- MATERIAL PROVIDED
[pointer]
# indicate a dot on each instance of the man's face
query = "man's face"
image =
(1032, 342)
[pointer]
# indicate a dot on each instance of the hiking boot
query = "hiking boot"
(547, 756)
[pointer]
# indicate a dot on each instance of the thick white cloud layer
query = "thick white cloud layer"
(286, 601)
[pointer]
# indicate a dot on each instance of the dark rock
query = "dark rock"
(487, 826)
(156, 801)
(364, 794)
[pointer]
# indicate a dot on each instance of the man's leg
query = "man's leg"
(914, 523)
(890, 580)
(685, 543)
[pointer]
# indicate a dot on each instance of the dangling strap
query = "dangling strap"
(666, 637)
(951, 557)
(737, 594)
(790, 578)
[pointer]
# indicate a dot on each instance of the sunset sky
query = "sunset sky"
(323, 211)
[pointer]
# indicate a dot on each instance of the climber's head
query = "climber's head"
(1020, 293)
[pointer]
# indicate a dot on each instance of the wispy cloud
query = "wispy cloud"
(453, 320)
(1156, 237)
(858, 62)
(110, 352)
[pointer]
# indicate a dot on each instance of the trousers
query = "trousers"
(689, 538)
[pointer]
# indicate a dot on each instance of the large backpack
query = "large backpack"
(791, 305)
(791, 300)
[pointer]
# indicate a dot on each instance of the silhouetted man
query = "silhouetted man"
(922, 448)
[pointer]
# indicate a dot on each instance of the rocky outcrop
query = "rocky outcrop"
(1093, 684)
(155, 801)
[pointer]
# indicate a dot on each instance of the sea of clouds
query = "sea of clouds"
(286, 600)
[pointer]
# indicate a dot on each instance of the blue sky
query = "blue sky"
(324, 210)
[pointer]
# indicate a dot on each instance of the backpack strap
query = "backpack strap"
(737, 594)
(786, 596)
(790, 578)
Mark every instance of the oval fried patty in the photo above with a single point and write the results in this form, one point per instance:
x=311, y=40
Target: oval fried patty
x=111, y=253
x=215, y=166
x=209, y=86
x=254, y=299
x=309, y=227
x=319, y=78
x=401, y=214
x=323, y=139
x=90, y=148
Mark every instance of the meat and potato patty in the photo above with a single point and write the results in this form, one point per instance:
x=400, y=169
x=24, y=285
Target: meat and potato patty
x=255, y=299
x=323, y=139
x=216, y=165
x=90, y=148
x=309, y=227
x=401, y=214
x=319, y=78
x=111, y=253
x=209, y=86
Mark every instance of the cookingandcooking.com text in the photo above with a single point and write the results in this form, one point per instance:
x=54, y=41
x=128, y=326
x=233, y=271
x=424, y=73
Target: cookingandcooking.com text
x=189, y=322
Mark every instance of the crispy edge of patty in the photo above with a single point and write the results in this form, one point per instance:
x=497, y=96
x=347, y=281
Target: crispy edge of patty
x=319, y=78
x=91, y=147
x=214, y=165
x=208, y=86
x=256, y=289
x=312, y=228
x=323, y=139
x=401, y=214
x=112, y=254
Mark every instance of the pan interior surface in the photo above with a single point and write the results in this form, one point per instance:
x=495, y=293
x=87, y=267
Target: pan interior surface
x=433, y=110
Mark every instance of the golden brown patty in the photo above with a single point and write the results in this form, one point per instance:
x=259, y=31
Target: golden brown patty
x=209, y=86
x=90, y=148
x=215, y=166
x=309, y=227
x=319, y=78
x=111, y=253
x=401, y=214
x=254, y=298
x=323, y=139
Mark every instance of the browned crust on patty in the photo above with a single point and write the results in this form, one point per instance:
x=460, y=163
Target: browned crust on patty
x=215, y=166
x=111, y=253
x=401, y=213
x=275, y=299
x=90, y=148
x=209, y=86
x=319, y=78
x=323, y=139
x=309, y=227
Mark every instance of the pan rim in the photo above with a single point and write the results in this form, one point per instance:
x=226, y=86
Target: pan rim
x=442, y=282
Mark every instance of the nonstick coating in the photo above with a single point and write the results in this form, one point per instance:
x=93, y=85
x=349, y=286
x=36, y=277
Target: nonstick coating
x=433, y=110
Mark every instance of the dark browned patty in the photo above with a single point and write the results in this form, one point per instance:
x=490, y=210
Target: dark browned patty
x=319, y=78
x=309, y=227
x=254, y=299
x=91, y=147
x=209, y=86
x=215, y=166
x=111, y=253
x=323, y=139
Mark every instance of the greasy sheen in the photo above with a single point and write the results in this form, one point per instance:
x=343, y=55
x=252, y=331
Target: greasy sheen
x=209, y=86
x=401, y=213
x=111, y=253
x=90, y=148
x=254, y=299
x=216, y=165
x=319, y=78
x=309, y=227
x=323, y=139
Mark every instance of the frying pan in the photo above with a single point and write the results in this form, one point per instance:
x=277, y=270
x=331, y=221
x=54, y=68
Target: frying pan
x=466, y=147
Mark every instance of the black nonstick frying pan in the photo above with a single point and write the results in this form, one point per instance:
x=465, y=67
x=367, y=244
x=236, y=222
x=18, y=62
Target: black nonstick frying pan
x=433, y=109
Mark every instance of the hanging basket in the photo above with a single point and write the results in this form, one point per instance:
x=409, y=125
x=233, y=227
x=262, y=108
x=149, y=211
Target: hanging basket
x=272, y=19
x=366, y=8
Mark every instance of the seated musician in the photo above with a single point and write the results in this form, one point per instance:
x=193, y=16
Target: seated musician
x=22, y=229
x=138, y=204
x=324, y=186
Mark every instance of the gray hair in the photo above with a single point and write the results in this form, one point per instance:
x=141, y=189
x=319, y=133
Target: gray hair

- THE TASK
Each entry above has to be duplicated exactly as it stands.

- ANSWER TO THIS TASK
[pointer]
# indicate a dot on each instance of the man's face
query = "man's face"
image =
(1032, 342)
[pointer]
# indicate a dot on each instance of the hiking boot
query = "hiking boot"
(547, 756)
[pointer]
# indicate a dot on each instance of the thick white cloud layer
query = "thick white cloud layer"
(286, 601)
[pointer]
# indicate a dot on each instance of the dark rock
query = "dark rock"
(487, 826)
(156, 801)
(364, 794)
[pointer]
# indicate a dot on each instance of the man's leg
query = "man's leg"
(914, 523)
(890, 580)
(685, 543)
[pointer]
# indicate a dot on each instance of the dangling strap
query = "dangling strap"
(666, 637)
(951, 557)
(737, 594)
(790, 578)
[pointer]
# indicate a dot on each instance of the sunset sky
query = "sunset sky"
(323, 211)
[pointer]
# indicate a dot on each instance of the climber's head
query = "climber's head"
(1020, 293)
[pointer]
# indicate a dot on each instance of the wispy cloud
query = "wispy cloud"
(453, 320)
(1156, 237)
(858, 62)
(110, 352)
[pointer]
# indicate a dot on each instance of the trousers
query = "trousers"
(689, 538)
[pointer]
# indicate a dot on each instance of the large backpack
query = "large backpack"
(791, 305)
(791, 300)
[pointer]
# indicate a dot on each instance of the silhouetted man
query = "silhouetted man"
(922, 448)
[pointer]
# indicate a dot on each instance of the rocky outcrop
query = "rocky outcrop"
(1093, 684)
(155, 801)
[pointer]
# indicate a dot on each instance of the sea of clouds
query = "sea of clouds"
(286, 600)
[pointer]
# indicate a dot on each instance of the blue sky
query = "blue sky"
(324, 210)
[pointer]
# indicate a dot on each instance of the backpack strap
query = "backpack strap"
(737, 594)
(786, 596)
(790, 578)
Mark every instance of the oval fried patty in the photo above with a single point and write the results in this form, one point per instance:
x=311, y=40
Target: oval fried patty
x=111, y=253
x=215, y=166
x=209, y=86
x=254, y=299
x=309, y=227
x=319, y=78
x=401, y=214
x=323, y=139
x=90, y=148
Mark every instance of the meat and potato patty in the photo above with a single point and write the results in this form, one point per instance:
x=400, y=169
x=24, y=285
Target: meat and potato patty
x=255, y=299
x=323, y=139
x=216, y=165
x=90, y=148
x=309, y=227
x=401, y=214
x=319, y=78
x=111, y=253
x=209, y=86
Mark every instance of the cookingandcooking.com text in the photo above with a single point and write the results in this form, one point per instance:
x=54, y=41
x=128, y=326
x=233, y=271
x=424, y=73
Target: cookingandcooking.com text
x=189, y=322
Mark every instance of the crispy edge of patty in the photo above with a single point and write the results in this form, one point per instance:
x=497, y=96
x=347, y=281
Target: crispy edge of patty
x=319, y=78
x=91, y=147
x=214, y=165
x=208, y=86
x=256, y=289
x=312, y=228
x=323, y=139
x=401, y=214
x=112, y=254
Mark every instance of the pan interior surface in the photo above with a single point and write the results in this form, one point per instance:
x=495, y=293
x=87, y=267
Target: pan interior surface
x=433, y=110
Mark every instance of the golden brown patty in the photo above with a single point and write the results in this form, one point per instance:
x=259, y=31
Target: golden brown patty
x=209, y=86
x=90, y=148
x=215, y=166
x=309, y=227
x=319, y=78
x=111, y=253
x=401, y=214
x=254, y=298
x=323, y=139
Mark every instance of the browned crust on patty in the photo above with a single point and write the results in this form, one point per instance:
x=460, y=163
Target: browned crust on patty
x=215, y=166
x=111, y=253
x=401, y=213
x=275, y=299
x=90, y=148
x=209, y=86
x=319, y=78
x=323, y=139
x=309, y=227
Mark every instance of the pan rim in the photo above with a single point and write the results in this form, one point per instance:
x=226, y=86
Target: pan rim
x=442, y=282
Mark every instance of the nonstick coating in the photo above with a single point and write the results in this form, one point per instance:
x=93, y=85
x=349, y=286
x=36, y=277
Target: nonstick coating
x=433, y=110
Mark every instance of the dark browned patty in the photo above with a single point and write the results in this form, one point per instance:
x=490, y=210
Target: dark browned patty
x=319, y=78
x=309, y=227
x=254, y=299
x=91, y=147
x=209, y=86
x=215, y=166
x=111, y=253
x=323, y=139
Mark every instance of the greasy sheen in the photo above with a single point and write the results in this form, one point per instance:
x=343, y=55
x=252, y=331
Target: greasy sheen
x=209, y=86
x=401, y=213
x=111, y=253
x=90, y=148
x=254, y=299
x=216, y=165
x=319, y=78
x=309, y=227
x=323, y=139
Mark every instance of the frying pan in the photo above with a single point and write the results in this form, one point per instance:
x=277, y=270
x=331, y=221
x=54, y=68
Target: frying pan
x=466, y=147
Mark every instance of the black nonstick frying pan in the photo above with a single point and write the results in this form, one point per instance:
x=465, y=67
x=367, y=244
x=236, y=222
x=18, y=62
Target: black nonstick frying pan
x=433, y=109
Mark every instance of the hanging basket in the photo above with a single point and write the results in this form, one point per instance:
x=409, y=125
x=233, y=227
x=262, y=108
x=149, y=211
Target: hanging basket
x=272, y=19
x=366, y=8
Mark every instance of the seated musician in the photo above with a single point and write the results in this form, one point per instance:
x=193, y=16
Target: seated musician
x=22, y=229
x=138, y=204
x=324, y=186
Mark every instance of the gray hair in the photo above with a single point and write the results in this form, one point per instance:
x=141, y=189
x=319, y=133
Target: gray hair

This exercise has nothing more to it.